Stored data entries

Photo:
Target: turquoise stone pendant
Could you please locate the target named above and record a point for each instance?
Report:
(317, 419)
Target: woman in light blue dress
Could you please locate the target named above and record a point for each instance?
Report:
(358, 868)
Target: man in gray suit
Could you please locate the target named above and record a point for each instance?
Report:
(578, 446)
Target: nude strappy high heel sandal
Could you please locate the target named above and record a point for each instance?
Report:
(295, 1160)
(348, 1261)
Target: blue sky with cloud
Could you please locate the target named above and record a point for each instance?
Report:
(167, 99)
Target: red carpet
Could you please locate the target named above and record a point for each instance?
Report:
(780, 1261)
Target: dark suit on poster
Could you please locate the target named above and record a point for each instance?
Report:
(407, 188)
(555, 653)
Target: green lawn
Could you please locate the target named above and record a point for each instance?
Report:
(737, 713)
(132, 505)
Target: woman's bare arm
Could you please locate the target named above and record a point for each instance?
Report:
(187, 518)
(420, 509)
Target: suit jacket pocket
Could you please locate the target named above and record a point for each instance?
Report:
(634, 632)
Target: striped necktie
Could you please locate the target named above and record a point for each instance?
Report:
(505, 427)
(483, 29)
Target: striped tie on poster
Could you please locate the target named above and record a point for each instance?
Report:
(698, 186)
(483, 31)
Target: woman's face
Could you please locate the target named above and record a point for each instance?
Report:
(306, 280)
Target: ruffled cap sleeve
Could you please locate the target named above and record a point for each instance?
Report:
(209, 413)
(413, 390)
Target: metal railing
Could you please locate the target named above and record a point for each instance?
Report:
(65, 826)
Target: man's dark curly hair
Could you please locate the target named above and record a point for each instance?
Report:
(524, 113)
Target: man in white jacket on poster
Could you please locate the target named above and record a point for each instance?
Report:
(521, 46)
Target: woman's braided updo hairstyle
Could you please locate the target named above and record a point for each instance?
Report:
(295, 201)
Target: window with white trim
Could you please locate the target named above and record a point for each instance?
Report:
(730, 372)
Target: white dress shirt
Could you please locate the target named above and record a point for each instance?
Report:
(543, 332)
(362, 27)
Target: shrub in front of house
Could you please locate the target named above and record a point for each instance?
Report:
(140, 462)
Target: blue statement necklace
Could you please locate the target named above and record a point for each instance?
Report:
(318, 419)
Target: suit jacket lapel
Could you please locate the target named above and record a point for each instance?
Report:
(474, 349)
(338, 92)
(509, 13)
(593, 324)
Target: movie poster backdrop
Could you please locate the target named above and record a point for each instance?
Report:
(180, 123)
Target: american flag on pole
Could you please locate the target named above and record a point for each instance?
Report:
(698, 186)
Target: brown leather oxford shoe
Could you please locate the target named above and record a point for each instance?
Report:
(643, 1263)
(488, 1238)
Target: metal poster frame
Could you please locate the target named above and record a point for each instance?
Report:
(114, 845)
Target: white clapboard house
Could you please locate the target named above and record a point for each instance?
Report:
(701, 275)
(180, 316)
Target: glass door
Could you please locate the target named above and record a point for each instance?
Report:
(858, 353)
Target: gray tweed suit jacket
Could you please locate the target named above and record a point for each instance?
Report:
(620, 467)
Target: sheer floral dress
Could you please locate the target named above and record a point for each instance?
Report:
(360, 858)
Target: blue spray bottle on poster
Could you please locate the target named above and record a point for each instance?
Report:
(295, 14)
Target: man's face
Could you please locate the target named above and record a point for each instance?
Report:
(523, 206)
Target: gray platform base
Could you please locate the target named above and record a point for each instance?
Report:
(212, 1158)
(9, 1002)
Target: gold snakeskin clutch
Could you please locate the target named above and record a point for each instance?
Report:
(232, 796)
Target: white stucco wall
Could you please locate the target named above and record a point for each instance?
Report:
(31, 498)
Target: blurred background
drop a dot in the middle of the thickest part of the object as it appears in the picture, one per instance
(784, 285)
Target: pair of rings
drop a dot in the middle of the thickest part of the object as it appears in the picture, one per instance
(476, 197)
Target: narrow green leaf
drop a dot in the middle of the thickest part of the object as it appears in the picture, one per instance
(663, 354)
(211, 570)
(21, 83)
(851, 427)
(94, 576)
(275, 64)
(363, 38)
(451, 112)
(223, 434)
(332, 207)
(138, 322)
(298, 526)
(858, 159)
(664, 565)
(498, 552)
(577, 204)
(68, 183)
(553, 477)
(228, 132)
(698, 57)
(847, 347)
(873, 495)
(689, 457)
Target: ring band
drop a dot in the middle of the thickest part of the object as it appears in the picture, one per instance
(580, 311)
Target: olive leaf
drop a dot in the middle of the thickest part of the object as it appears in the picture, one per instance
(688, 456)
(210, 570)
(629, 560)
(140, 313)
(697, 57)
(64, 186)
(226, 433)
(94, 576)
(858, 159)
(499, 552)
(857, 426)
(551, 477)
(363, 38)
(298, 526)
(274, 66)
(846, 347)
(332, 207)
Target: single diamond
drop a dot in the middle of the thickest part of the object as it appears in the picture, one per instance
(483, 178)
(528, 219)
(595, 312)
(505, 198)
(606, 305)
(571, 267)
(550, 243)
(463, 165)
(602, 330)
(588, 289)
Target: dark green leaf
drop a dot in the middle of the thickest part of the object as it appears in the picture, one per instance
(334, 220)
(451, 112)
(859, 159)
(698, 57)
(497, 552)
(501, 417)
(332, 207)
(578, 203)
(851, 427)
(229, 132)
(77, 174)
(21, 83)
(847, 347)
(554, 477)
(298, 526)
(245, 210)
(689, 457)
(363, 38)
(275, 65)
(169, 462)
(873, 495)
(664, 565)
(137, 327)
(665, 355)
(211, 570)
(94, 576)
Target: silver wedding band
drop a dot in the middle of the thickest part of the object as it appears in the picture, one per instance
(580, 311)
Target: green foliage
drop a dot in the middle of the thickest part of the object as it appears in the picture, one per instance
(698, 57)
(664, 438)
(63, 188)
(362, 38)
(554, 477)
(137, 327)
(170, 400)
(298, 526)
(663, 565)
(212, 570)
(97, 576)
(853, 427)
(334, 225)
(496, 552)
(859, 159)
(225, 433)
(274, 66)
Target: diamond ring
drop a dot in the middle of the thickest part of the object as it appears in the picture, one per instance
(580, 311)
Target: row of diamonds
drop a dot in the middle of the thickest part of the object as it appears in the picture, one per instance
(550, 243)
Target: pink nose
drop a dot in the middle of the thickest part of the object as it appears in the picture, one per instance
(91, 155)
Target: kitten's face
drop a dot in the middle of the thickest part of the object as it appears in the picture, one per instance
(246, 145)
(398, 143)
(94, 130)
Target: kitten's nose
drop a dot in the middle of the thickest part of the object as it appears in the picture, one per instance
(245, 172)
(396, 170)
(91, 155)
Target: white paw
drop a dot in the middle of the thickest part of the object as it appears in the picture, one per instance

**Exercise brief**
Locate the lines above that hold the word "poster". Show every one of them.

**Result**
Target: dark suit on poster
Target: striped tie on poster
Target: man in white jacket on poster
Target: movie poster backdrop
Target: metal poster frame
Target: blue spray bottle on poster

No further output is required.